(Beginning of INPUT RECORDS)
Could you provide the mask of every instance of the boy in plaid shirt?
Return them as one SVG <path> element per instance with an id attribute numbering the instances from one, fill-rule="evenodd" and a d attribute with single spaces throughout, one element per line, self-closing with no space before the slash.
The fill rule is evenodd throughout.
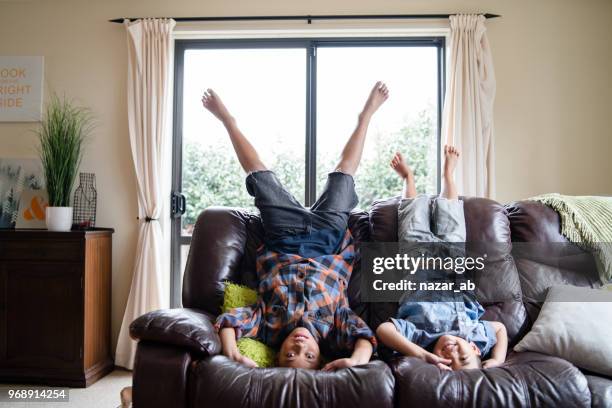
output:
<path id="1" fill-rule="evenodd" d="M 348 356 L 328 363 L 324 370 L 370 360 L 376 338 L 350 309 L 346 296 L 355 251 L 348 217 L 358 202 L 353 174 L 367 128 L 388 97 L 387 86 L 377 82 L 321 196 L 304 208 L 262 163 L 219 96 L 212 89 L 204 93 L 202 104 L 227 129 L 248 174 L 247 190 L 255 197 L 265 232 L 265 244 L 257 254 L 257 303 L 217 318 L 223 353 L 230 359 L 256 366 L 236 347 L 236 339 L 246 336 L 280 348 L 282 367 L 319 368 L 319 345 L 333 355 Z"/>

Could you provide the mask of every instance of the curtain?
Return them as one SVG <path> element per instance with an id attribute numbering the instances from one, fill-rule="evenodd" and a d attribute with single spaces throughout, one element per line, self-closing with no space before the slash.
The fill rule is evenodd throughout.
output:
<path id="1" fill-rule="evenodd" d="M 455 174 L 459 193 L 494 198 L 495 73 L 485 20 L 480 15 L 450 17 L 442 141 L 461 151 Z"/>
<path id="2" fill-rule="evenodd" d="M 152 310 L 168 307 L 163 291 L 162 214 L 169 147 L 166 132 L 171 62 L 171 19 L 124 22 L 128 45 L 128 124 L 137 179 L 138 241 L 128 296 L 115 354 L 115 364 L 132 369 L 136 343 L 130 323 Z"/>

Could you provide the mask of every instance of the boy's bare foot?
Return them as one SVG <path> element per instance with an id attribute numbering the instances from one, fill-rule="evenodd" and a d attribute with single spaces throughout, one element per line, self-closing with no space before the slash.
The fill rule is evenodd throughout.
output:
<path id="1" fill-rule="evenodd" d="M 455 167 L 459 160 L 459 150 L 455 146 L 444 145 L 444 182 L 441 196 L 451 200 L 459 198 L 455 185 Z"/>
<path id="2" fill-rule="evenodd" d="M 391 168 L 403 179 L 412 176 L 412 169 L 408 166 L 400 152 L 395 153 L 391 159 Z"/>
<path id="3" fill-rule="evenodd" d="M 459 150 L 455 146 L 444 145 L 444 177 L 452 179 L 459 159 Z"/>
<path id="4" fill-rule="evenodd" d="M 388 98 L 389 89 L 387 89 L 387 85 L 382 81 L 376 82 L 374 88 L 370 91 L 370 95 L 368 96 L 368 100 L 361 114 L 370 118 Z"/>
<path id="5" fill-rule="evenodd" d="M 219 95 L 217 95 L 217 93 L 211 88 L 204 91 L 204 94 L 202 95 L 202 105 L 204 105 L 204 107 L 208 109 L 210 113 L 215 115 L 224 124 L 227 124 L 234 119 L 223 104 L 223 101 Z"/>
<path id="6" fill-rule="evenodd" d="M 404 198 L 414 198 L 417 196 L 416 185 L 414 183 L 414 174 L 408 163 L 404 160 L 404 156 L 400 152 L 395 153 L 391 159 L 391 168 L 404 180 Z"/>

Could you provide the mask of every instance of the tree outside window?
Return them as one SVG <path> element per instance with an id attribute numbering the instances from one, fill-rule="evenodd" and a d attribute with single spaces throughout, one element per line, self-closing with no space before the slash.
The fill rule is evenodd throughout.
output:
<path id="1" fill-rule="evenodd" d="M 436 110 L 432 106 L 413 115 L 397 132 L 368 135 L 374 151 L 364 157 L 355 175 L 358 208 L 367 210 L 375 200 L 401 193 L 402 181 L 389 167 L 389 161 L 397 151 L 401 152 L 411 165 L 415 173 L 417 191 L 428 194 L 436 192 L 435 118 Z M 282 146 L 282 141 L 278 141 L 276 146 Z M 333 170 L 337 157 L 331 157 L 326 152 L 319 152 L 317 155 L 319 163 Z M 222 142 L 206 146 L 185 143 L 183 162 L 183 194 L 189 198 L 183 221 L 184 234 L 191 234 L 198 215 L 209 206 L 223 205 L 257 211 L 253 198 L 245 188 L 245 174 L 228 145 Z M 288 151 L 279 148 L 274 162 L 266 165 L 274 170 L 283 185 L 302 201 L 304 161 L 295 160 Z M 317 183 L 324 182 L 324 178 L 317 180 Z"/>

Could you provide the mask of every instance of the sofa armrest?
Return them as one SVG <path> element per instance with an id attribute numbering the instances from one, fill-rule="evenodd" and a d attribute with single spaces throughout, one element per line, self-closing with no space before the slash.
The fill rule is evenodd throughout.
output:
<path id="1" fill-rule="evenodd" d="M 191 353 L 147 341 L 138 342 L 132 378 L 132 405 L 146 408 L 187 408 Z"/>
<path id="2" fill-rule="evenodd" d="M 130 324 L 130 336 L 213 356 L 221 352 L 221 340 L 213 320 L 214 316 L 195 309 L 161 309 L 134 320 Z"/>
(End of INPUT RECORDS)
■ **PROBLEM**
The expected output is the run of lines from the one that includes "Could you provide the mask of every instance of the sofa" through the end of the listing above, exactly as they stand.

■ **FINAL ANSWER**
Could you provide the mask of every instance of the sofa armrest?
Return them as one SVG <path> element per instance with an id attribute numbering the instances from one, fill-rule="evenodd" and a d attribute with single spaces throughout, one element per line, self-closing with no space before the slash.
The fill rule is evenodd throughout.
output:
<path id="1" fill-rule="evenodd" d="M 191 353 L 147 341 L 138 342 L 132 378 L 132 405 L 146 408 L 187 408 Z"/>
<path id="2" fill-rule="evenodd" d="M 130 324 L 130 336 L 213 356 L 221 352 L 221 340 L 213 320 L 214 316 L 195 309 L 161 309 L 134 320 Z"/>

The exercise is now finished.